Mask labeling examples

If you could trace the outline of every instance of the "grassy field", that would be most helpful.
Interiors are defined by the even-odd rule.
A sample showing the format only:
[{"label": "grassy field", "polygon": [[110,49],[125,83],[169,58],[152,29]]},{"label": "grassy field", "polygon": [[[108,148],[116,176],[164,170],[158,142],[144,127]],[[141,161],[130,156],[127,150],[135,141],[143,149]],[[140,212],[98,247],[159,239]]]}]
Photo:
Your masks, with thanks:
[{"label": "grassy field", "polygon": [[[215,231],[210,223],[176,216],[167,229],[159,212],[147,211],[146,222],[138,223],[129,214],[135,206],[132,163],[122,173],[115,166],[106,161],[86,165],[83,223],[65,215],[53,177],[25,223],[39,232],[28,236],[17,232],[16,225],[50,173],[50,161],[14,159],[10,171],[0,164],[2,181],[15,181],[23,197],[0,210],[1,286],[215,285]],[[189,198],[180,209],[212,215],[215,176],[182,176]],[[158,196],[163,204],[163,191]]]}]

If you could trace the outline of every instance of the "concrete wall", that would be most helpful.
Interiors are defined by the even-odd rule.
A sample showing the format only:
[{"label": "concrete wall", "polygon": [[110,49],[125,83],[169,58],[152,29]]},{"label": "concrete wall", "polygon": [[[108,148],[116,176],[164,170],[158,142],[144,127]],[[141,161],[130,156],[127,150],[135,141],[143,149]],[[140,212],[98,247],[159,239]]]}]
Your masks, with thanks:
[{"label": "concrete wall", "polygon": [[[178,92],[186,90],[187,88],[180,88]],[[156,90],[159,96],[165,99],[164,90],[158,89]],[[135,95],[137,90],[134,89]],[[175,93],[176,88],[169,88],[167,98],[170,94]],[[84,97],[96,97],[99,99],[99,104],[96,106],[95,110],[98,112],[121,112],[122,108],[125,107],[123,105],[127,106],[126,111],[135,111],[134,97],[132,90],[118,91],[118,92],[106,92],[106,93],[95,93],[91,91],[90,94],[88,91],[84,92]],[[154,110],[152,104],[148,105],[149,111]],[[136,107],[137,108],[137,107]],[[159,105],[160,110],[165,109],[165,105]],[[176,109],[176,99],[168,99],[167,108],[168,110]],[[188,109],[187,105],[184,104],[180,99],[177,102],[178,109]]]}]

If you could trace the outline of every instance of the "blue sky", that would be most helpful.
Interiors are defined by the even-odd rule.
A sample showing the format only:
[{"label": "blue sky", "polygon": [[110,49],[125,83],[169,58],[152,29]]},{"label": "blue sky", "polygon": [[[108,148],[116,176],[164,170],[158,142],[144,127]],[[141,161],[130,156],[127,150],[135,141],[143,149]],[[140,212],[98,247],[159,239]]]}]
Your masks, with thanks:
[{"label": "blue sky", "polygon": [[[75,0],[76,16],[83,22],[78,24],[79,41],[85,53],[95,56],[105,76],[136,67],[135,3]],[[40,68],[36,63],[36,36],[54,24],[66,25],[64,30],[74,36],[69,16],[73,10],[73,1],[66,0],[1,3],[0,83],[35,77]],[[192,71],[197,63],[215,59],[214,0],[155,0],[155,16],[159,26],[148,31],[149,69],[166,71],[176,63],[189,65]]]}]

■ Requirement: Locate each line in the records above where the word "outline" appears, and copy those lines out in full.

■ Task answer:
If you could trace the outline of every instance of the "grassy field", that would be most helpful.
If you could trace the outline of every instance of the "concrete wall", that would be most helpful.
If you could trace the outline of every instance of the "blue sky", that would be most helpful.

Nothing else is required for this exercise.